SET EXERCISE =
Collect every line of the listing below that contains the string "tower", and reproduce each such line unchanged.

EXCERPTED DATA =
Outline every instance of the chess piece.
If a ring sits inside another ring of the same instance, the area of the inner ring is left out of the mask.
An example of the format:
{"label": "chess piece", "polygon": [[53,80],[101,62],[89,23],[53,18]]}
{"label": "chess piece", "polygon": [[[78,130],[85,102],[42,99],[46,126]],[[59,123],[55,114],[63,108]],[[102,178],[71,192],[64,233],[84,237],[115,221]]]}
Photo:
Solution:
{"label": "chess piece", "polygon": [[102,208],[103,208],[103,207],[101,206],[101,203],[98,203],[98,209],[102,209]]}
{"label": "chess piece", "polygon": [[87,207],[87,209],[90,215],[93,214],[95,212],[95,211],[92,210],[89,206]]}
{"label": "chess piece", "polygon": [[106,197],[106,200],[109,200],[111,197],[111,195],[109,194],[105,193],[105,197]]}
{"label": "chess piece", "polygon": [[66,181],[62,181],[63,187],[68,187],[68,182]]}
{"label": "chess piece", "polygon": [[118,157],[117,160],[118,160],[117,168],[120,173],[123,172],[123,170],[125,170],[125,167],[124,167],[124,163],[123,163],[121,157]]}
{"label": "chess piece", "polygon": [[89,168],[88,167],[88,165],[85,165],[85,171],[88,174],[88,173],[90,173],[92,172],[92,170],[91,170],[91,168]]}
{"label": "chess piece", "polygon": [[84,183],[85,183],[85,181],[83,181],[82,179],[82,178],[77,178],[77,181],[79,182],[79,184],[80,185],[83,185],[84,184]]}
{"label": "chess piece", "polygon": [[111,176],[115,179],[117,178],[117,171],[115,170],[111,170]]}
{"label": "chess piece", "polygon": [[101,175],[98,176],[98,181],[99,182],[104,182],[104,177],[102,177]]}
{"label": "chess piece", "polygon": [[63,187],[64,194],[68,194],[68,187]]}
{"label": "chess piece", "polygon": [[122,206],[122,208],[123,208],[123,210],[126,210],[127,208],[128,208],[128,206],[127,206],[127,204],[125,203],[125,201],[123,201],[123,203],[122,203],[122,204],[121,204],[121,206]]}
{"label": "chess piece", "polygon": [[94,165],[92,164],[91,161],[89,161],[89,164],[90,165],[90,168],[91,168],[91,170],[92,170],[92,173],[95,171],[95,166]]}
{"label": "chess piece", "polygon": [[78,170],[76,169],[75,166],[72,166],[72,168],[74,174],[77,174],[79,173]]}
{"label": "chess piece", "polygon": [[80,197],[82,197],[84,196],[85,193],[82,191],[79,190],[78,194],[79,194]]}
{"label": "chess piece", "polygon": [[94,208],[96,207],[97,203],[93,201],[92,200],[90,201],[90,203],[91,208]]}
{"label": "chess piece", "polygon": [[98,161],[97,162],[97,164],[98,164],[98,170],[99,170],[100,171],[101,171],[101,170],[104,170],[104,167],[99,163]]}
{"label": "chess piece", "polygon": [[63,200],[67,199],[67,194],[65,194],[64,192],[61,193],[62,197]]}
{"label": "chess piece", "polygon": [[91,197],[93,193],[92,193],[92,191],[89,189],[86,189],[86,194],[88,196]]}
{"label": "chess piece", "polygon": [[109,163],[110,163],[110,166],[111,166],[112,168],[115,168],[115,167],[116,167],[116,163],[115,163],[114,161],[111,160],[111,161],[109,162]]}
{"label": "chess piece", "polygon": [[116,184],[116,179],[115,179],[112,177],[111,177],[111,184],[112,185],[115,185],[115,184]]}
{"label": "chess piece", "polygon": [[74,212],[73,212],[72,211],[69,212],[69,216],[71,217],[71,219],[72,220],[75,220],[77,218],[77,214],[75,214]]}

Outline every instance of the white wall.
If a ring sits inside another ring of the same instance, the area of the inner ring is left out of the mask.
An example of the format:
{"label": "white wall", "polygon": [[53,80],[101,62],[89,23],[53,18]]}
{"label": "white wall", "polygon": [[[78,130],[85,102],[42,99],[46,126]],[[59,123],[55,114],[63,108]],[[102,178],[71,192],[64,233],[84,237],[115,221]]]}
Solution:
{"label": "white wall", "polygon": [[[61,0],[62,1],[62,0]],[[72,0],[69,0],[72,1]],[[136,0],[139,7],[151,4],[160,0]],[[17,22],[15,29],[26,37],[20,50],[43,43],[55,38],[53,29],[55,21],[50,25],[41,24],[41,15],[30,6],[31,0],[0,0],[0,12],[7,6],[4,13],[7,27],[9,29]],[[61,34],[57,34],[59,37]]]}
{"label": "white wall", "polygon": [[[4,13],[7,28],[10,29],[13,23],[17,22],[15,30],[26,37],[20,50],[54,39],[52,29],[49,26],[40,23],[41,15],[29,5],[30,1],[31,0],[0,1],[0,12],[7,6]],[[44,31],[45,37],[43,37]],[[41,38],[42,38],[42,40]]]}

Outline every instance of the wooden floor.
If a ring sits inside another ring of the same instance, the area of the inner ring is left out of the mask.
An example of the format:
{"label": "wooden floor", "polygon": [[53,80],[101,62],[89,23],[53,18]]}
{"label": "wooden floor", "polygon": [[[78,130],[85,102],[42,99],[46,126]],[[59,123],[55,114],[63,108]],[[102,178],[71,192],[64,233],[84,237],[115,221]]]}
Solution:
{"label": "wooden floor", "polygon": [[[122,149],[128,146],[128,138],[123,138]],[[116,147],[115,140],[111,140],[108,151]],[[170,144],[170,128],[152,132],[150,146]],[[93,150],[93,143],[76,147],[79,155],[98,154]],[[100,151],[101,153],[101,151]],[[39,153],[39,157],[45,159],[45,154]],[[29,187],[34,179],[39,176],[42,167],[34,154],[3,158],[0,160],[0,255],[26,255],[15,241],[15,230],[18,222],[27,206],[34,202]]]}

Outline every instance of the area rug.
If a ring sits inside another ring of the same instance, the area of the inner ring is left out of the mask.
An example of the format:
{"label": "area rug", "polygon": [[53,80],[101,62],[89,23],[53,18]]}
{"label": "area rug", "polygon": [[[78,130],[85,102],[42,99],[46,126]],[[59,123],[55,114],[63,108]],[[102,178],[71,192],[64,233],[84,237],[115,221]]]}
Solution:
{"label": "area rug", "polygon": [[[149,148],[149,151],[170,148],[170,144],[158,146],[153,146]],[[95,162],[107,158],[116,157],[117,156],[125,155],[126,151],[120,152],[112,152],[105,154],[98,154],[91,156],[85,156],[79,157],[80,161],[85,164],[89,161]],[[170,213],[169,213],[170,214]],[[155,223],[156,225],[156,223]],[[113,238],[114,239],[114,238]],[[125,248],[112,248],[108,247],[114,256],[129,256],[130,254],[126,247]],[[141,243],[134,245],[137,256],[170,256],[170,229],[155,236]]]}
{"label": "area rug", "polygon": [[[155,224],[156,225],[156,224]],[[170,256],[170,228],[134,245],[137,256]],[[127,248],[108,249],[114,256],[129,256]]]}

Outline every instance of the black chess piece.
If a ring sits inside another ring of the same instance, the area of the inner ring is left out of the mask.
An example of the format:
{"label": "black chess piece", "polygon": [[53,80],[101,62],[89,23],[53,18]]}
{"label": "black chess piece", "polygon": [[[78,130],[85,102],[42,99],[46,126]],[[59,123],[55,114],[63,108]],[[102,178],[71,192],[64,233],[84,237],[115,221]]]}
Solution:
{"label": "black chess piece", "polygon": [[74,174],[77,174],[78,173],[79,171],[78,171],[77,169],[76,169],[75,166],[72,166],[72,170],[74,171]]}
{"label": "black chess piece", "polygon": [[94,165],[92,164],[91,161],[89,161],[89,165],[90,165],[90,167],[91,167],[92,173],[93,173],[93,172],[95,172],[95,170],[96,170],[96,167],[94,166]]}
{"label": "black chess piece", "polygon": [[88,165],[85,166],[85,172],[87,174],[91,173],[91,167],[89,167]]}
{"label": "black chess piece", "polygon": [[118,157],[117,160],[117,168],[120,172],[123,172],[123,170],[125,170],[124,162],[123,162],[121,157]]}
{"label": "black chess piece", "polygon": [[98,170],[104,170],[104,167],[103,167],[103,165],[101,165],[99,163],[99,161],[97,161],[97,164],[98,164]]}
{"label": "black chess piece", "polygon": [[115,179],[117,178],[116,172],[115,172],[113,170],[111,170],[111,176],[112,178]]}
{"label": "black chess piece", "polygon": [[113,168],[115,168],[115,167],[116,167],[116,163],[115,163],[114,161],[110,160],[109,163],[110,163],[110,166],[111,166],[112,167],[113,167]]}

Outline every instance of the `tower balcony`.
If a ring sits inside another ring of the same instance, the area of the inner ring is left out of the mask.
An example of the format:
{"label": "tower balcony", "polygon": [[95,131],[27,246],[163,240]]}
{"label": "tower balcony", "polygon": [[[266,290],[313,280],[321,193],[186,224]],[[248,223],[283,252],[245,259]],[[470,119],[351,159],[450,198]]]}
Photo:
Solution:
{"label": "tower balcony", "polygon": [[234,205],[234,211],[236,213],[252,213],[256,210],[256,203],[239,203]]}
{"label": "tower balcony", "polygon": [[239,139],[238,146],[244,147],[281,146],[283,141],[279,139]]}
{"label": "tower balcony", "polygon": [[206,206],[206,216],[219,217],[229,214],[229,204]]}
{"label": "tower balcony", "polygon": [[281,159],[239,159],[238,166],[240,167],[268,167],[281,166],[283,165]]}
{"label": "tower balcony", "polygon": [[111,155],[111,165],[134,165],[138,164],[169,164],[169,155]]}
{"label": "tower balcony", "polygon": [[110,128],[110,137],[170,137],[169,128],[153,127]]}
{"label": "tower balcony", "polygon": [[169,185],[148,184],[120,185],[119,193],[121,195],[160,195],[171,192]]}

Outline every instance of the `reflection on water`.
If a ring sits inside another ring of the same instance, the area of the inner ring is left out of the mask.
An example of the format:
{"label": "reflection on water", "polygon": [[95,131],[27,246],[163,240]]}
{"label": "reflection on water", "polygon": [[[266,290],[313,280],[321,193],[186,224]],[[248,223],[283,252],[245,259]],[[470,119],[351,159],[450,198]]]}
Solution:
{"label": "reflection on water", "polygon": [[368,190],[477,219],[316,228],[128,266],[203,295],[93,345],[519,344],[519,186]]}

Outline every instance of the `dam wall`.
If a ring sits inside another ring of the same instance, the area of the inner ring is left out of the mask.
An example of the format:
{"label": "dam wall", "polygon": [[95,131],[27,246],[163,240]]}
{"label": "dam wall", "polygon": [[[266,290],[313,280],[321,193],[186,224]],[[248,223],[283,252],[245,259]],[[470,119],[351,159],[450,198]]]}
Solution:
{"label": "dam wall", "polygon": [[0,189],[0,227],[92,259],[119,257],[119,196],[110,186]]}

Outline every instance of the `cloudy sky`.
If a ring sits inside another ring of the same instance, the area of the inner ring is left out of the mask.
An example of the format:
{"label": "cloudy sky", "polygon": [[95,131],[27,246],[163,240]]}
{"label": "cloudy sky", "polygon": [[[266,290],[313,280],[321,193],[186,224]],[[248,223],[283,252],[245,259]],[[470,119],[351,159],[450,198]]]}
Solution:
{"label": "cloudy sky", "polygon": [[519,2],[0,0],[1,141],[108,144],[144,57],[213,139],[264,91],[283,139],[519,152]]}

SOLUTION TO THIS PROBLEM =
Outline every instance of the `tower balcony`.
{"label": "tower balcony", "polygon": [[95,131],[27,246],[163,240]]}
{"label": "tower balcony", "polygon": [[[266,290],[313,280],[321,193],[186,224]],[[248,223],[283,252],[245,259]],[[470,119],[351,159],[450,198]]]}
{"label": "tower balcony", "polygon": [[234,205],[234,211],[236,213],[252,213],[256,210],[256,203],[239,203]]}
{"label": "tower balcony", "polygon": [[239,139],[238,146],[244,147],[281,146],[283,141],[279,139]]}
{"label": "tower balcony", "polygon": [[206,206],[206,216],[219,217],[229,214],[229,204]]}
{"label": "tower balcony", "polygon": [[281,159],[239,159],[238,166],[240,167],[268,167],[281,166],[283,165]]}
{"label": "tower balcony", "polygon": [[111,155],[111,165],[134,165],[138,164],[169,164],[169,155]]}
{"label": "tower balcony", "polygon": [[110,128],[110,137],[170,137],[169,128],[153,127]]}
{"label": "tower balcony", "polygon": [[169,185],[148,184],[120,185],[119,193],[121,195],[160,195],[171,192]]}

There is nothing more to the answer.